**Task instructions**
[1] In the excerpt on Catholic identity and academic freedom, what does the text say secular humanism calls itself?
[2] Copy the part of the excerpt on Catholic identity and academic freedom starting at "And there is" and ending at "applied by Catholics.", changing "values" to "principles".

3. The CP report also often implies another invalid distinction made between "Catholic identity" and "academic freedom". Their explanation seems again to fit the mold of the Ivies, where "freedom" is almost interpreted in terms of pure libertinism. That is, any knowledge is worth pursuing and teaching -- no limitations, no restrictions. Since there is no such thing as objective truth, this is the only possible intelligent way to approach learning -- especially at the university level, and especially in a pluralistic milieu. After all, everyone's "knowledge" is just as good as everyone else's "knowledge", right? But does that mean that GU should offer courses in making atomic bombs, or in how to sinisterly torture your roommates for pleasure? I think not. Does it mean that an ethics professor should assure a minority aborigines student that eating human beings is "proportionately" morally acceptable -- or neutral at least? I hope not.

And there is the pervasive assumption that doing academics by consensus is somehow "neutral", devoid of any particular debilitating values which could crush both academic excellence and academic freedom. Does it not occur to them that consensus, secular humanism (a self-proclaimed religion), utilitarianism, deontologism, pluralism, communitarianism -- even democracy -- are not value neutral? To assume that they are is at least wishful thinking, if not down right unacademic. By definition someone is imposing someone's values on the students and university community all the time. The issue is not about being value-free, but about whose values will be applied and by whom. At a Catholic university one would presume that Catholic values would be applied by Catholics.

Image-backed grounding data
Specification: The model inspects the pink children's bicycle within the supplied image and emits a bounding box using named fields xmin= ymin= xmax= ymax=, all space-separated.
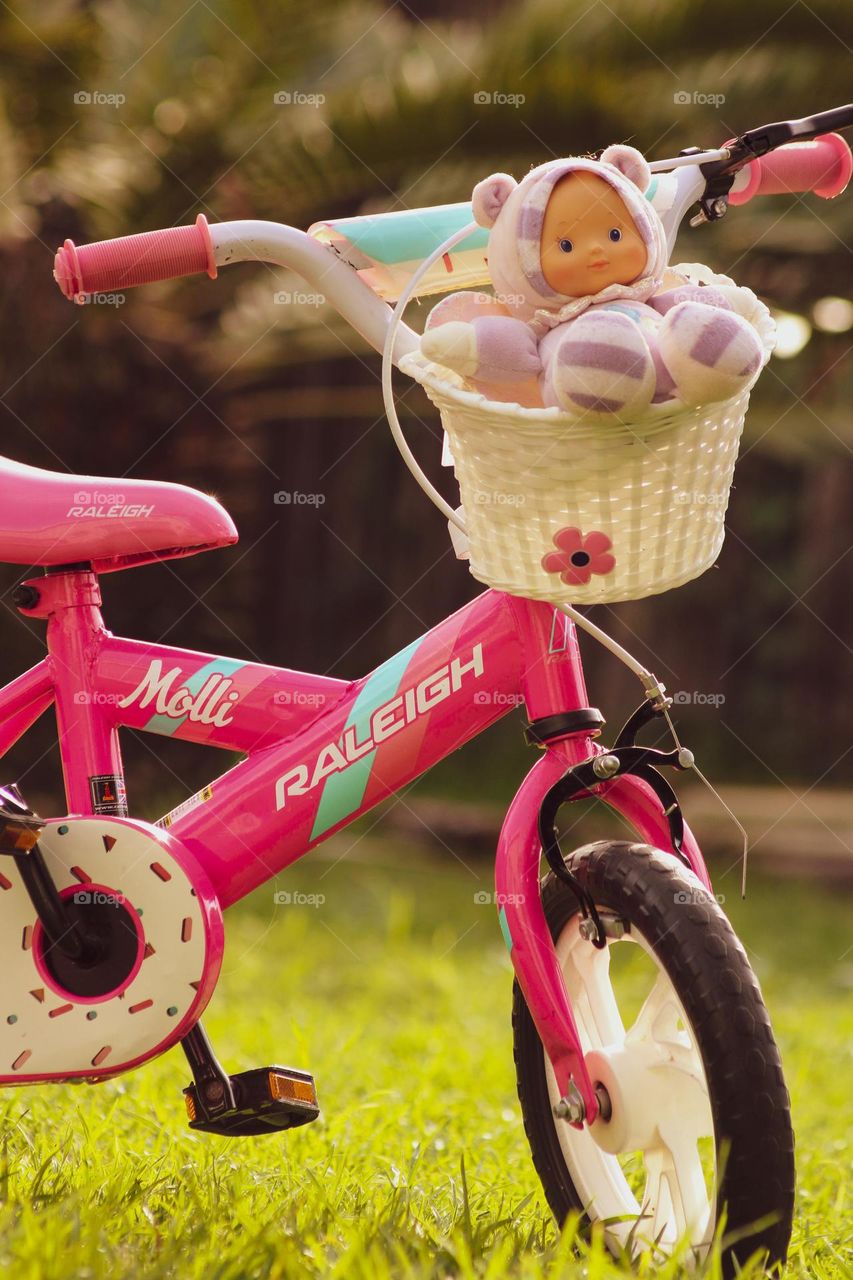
xmin=0 ymin=106 xmax=853 ymax=1275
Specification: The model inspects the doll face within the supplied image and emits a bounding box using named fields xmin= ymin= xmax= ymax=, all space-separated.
xmin=540 ymin=170 xmax=648 ymax=298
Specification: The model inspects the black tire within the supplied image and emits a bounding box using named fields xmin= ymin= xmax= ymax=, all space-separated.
xmin=512 ymin=841 xmax=795 ymax=1277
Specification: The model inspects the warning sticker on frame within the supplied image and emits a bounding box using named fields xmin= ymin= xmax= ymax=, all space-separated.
xmin=154 ymin=783 xmax=213 ymax=829
xmin=88 ymin=773 xmax=127 ymax=818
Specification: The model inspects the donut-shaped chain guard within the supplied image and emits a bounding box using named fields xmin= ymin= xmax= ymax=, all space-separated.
xmin=0 ymin=817 xmax=223 ymax=1084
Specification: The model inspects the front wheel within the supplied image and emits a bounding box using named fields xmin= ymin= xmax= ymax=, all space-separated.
xmin=512 ymin=841 xmax=794 ymax=1277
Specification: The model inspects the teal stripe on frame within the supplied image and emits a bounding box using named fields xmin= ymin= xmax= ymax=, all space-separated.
xmin=142 ymin=658 xmax=246 ymax=737
xmin=311 ymin=636 xmax=423 ymax=840
xmin=329 ymin=201 xmax=489 ymax=264
xmin=498 ymin=906 xmax=512 ymax=951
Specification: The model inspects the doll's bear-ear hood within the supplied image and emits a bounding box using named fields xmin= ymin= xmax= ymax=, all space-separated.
xmin=471 ymin=173 xmax=517 ymax=227
xmin=601 ymin=142 xmax=652 ymax=191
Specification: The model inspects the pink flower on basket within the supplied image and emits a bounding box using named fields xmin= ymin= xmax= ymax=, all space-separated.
xmin=542 ymin=529 xmax=616 ymax=586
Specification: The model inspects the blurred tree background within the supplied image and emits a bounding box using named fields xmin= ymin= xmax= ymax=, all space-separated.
xmin=0 ymin=0 xmax=853 ymax=813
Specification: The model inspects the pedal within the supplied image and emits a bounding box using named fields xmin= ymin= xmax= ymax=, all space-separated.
xmin=183 ymin=1066 xmax=320 ymax=1138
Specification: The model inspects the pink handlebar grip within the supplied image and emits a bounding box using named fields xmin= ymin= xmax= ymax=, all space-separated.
xmin=729 ymin=133 xmax=853 ymax=205
xmin=54 ymin=214 xmax=216 ymax=302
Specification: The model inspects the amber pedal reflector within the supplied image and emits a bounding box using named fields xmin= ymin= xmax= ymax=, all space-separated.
xmin=269 ymin=1071 xmax=316 ymax=1107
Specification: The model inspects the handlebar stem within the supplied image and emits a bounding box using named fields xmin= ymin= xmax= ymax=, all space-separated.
xmin=210 ymin=219 xmax=419 ymax=365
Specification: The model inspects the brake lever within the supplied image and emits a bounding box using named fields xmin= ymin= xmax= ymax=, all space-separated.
xmin=679 ymin=102 xmax=853 ymax=227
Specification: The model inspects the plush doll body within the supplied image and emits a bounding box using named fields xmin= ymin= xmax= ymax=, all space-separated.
xmin=421 ymin=146 xmax=762 ymax=417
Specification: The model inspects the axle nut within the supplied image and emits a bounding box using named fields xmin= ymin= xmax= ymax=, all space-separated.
xmin=12 ymin=582 xmax=41 ymax=609
xmin=593 ymin=755 xmax=619 ymax=778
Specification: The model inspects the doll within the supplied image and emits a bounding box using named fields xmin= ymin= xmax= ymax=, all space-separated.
xmin=421 ymin=145 xmax=763 ymax=420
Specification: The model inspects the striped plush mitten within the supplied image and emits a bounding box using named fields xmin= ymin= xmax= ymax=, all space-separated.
xmin=542 ymin=311 xmax=656 ymax=417
xmin=657 ymin=302 xmax=763 ymax=404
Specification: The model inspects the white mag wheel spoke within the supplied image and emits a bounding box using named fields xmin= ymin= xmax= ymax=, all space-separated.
xmin=570 ymin=934 xmax=625 ymax=1047
xmin=625 ymin=973 xmax=680 ymax=1044
xmin=639 ymin=1133 xmax=711 ymax=1244
xmin=550 ymin=923 xmax=715 ymax=1252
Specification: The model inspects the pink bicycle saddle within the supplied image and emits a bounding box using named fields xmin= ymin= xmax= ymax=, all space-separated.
xmin=0 ymin=457 xmax=237 ymax=572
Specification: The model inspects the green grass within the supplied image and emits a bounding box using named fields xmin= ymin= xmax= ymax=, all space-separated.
xmin=0 ymin=838 xmax=853 ymax=1280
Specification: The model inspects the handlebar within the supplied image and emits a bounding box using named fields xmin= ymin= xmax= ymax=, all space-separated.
xmin=54 ymin=105 xmax=853 ymax=364
xmin=54 ymin=214 xmax=216 ymax=302
xmin=729 ymin=133 xmax=853 ymax=205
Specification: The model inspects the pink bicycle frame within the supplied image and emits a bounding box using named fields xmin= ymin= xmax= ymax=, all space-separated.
xmin=0 ymin=568 xmax=710 ymax=1121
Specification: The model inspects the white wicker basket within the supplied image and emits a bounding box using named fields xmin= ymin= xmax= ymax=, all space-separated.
xmin=400 ymin=264 xmax=775 ymax=604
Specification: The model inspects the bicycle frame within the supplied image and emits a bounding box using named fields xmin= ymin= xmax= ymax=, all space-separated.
xmin=0 ymin=566 xmax=710 ymax=1119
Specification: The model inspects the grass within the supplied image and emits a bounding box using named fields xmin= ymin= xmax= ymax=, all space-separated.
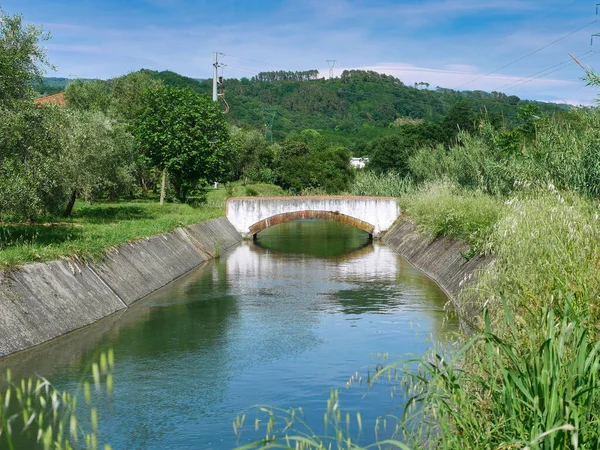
xmin=349 ymin=170 xmax=414 ymax=197
xmin=0 ymin=183 xmax=283 ymax=269
xmin=399 ymin=181 xmax=503 ymax=252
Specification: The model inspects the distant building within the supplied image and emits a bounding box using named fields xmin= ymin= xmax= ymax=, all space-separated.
xmin=33 ymin=92 xmax=65 ymax=106
xmin=350 ymin=158 xmax=369 ymax=169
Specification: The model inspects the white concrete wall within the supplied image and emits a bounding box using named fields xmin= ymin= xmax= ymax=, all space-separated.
xmin=227 ymin=196 xmax=400 ymax=237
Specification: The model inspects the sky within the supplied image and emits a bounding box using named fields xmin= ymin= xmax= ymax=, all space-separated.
xmin=0 ymin=0 xmax=600 ymax=105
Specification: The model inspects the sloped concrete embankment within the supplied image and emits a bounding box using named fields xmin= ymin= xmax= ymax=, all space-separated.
xmin=0 ymin=217 xmax=242 ymax=357
xmin=383 ymin=217 xmax=493 ymax=309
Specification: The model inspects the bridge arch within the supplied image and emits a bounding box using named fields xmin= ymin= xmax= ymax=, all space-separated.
xmin=227 ymin=195 xmax=400 ymax=238
xmin=249 ymin=210 xmax=375 ymax=236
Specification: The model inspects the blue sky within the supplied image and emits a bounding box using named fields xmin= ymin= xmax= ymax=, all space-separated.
xmin=0 ymin=0 xmax=600 ymax=104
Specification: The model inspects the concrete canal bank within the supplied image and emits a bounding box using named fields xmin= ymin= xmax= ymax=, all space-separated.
xmin=0 ymin=217 xmax=242 ymax=357
xmin=383 ymin=217 xmax=493 ymax=306
xmin=0 ymin=217 xmax=491 ymax=357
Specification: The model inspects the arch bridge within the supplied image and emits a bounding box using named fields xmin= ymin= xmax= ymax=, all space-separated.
xmin=227 ymin=196 xmax=400 ymax=238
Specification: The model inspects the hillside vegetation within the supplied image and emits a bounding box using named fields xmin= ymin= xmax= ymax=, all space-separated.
xmin=35 ymin=70 xmax=568 ymax=149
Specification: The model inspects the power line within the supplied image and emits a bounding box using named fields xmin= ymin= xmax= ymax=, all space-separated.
xmin=454 ymin=19 xmax=597 ymax=90
xmin=508 ymin=52 xmax=596 ymax=90
xmin=224 ymin=53 xmax=291 ymax=70
xmin=224 ymin=64 xmax=258 ymax=73
xmin=503 ymin=0 xmax=581 ymax=39
xmin=327 ymin=59 xmax=337 ymax=80
xmin=494 ymin=50 xmax=592 ymax=91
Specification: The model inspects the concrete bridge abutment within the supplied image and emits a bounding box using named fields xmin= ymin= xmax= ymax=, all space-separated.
xmin=227 ymin=196 xmax=400 ymax=239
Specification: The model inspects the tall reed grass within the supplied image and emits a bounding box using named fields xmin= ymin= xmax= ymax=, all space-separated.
xmin=0 ymin=350 xmax=114 ymax=450
xmin=350 ymin=170 xmax=414 ymax=197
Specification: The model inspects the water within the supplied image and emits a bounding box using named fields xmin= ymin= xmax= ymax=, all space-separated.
xmin=0 ymin=221 xmax=456 ymax=449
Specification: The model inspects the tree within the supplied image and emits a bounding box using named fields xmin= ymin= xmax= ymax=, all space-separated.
xmin=58 ymin=110 xmax=136 ymax=217
xmin=0 ymin=10 xmax=53 ymax=107
xmin=369 ymin=122 xmax=441 ymax=175
xmin=65 ymin=79 xmax=111 ymax=113
xmin=278 ymin=129 xmax=354 ymax=193
xmin=108 ymin=71 xmax=163 ymax=124
xmin=135 ymin=86 xmax=231 ymax=204
xmin=441 ymin=100 xmax=475 ymax=142
xmin=0 ymin=104 xmax=67 ymax=220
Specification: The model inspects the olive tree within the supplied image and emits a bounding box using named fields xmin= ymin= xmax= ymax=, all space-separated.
xmin=135 ymin=86 xmax=232 ymax=204
xmin=0 ymin=105 xmax=66 ymax=220
xmin=58 ymin=110 xmax=136 ymax=217
xmin=0 ymin=10 xmax=52 ymax=107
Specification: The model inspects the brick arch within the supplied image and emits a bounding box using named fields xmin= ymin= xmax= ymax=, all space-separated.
xmin=250 ymin=211 xmax=375 ymax=236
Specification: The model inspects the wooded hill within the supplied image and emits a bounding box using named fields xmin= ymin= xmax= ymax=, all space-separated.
xmin=36 ymin=69 xmax=569 ymax=149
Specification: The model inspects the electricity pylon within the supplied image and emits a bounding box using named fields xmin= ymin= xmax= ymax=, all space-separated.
xmin=327 ymin=59 xmax=336 ymax=80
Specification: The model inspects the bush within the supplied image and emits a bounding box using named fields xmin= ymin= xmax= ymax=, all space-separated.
xmin=349 ymin=170 xmax=414 ymax=197
xmin=400 ymin=181 xmax=503 ymax=252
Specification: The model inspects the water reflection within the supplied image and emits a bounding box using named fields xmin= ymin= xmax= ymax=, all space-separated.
xmin=0 ymin=223 xmax=454 ymax=449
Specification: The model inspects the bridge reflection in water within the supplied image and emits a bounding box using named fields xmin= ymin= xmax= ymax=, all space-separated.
xmin=0 ymin=221 xmax=455 ymax=449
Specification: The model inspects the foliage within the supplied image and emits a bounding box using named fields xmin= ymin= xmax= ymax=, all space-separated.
xmin=0 ymin=105 xmax=67 ymax=220
xmin=400 ymin=182 xmax=503 ymax=252
xmin=135 ymin=86 xmax=231 ymax=201
xmin=396 ymin=307 xmax=600 ymax=450
xmin=231 ymin=127 xmax=279 ymax=183
xmin=65 ymin=79 xmax=111 ymax=113
xmin=63 ymin=70 xmax=568 ymax=147
xmin=408 ymin=110 xmax=600 ymax=196
xmin=108 ymin=72 xmax=162 ymax=125
xmin=0 ymin=350 xmax=114 ymax=450
xmin=473 ymin=185 xmax=600 ymax=328
xmin=349 ymin=170 xmax=414 ymax=197
xmin=0 ymin=9 xmax=52 ymax=107
xmin=277 ymin=130 xmax=354 ymax=194
xmin=0 ymin=182 xmax=285 ymax=269
xmin=58 ymin=111 xmax=136 ymax=215
xmin=367 ymin=123 xmax=441 ymax=176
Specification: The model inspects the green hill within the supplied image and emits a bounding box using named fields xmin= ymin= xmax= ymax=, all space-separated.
xmin=36 ymin=70 xmax=568 ymax=148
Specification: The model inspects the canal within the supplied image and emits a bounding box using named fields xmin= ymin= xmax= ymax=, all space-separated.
xmin=0 ymin=221 xmax=456 ymax=450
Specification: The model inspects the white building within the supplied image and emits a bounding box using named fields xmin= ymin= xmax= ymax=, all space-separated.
xmin=350 ymin=158 xmax=369 ymax=169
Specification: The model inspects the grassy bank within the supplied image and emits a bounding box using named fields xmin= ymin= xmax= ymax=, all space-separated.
xmin=0 ymin=183 xmax=283 ymax=269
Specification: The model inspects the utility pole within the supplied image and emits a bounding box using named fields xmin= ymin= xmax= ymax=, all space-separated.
xmin=213 ymin=52 xmax=219 ymax=102
xmin=327 ymin=59 xmax=336 ymax=80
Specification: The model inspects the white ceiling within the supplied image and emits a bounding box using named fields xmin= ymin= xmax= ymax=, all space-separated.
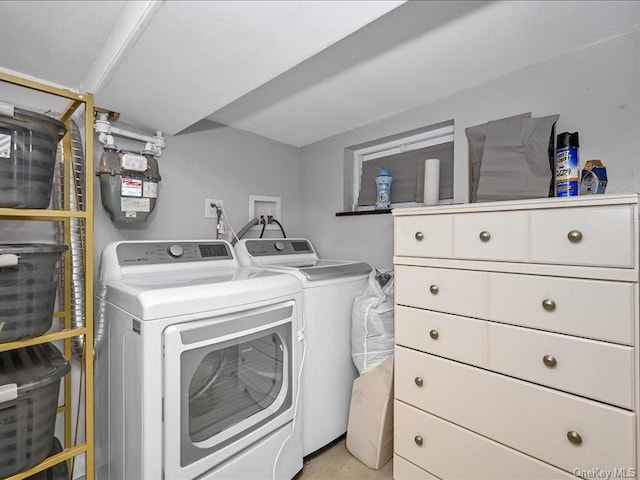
xmin=0 ymin=0 xmax=404 ymax=135
xmin=0 ymin=0 xmax=125 ymax=88
xmin=208 ymin=1 xmax=640 ymax=146
xmin=0 ymin=0 xmax=640 ymax=146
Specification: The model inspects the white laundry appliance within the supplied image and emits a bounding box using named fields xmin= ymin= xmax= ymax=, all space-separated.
xmin=95 ymin=241 xmax=304 ymax=480
xmin=235 ymin=238 xmax=372 ymax=455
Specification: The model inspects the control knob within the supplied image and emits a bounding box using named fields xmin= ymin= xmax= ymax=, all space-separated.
xmin=167 ymin=244 xmax=184 ymax=258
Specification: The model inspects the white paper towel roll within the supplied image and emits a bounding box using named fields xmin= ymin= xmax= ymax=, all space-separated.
xmin=424 ymin=158 xmax=440 ymax=205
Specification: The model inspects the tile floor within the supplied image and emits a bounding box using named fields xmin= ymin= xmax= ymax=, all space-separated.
xmin=295 ymin=438 xmax=393 ymax=480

**Answers to the exercises**
[1] A religion; the text calls it "a self-proclaimed religion."

[2]
And there is the pervasive assumption that doing academics by consensus is somehow "neutral", devoid of any particular debilitating principles which could crush both academic excellence and academic freedom. Does it not occur to them that consensus, secular humanism (a self-proclaimed religion), utilitarianism, deontologism, pluralism, communitarianism -- even democracy -- are not value neutral? To assume that they are is at least wishful thinking, if not down right unacademic. By definition someone is imposing someone's principles on the students and university community all the time. The issue is not about being value-free, but about whose principles will be applied and by whom. At a Catholic university one would presume that Catholic principles would be applied by Catholics.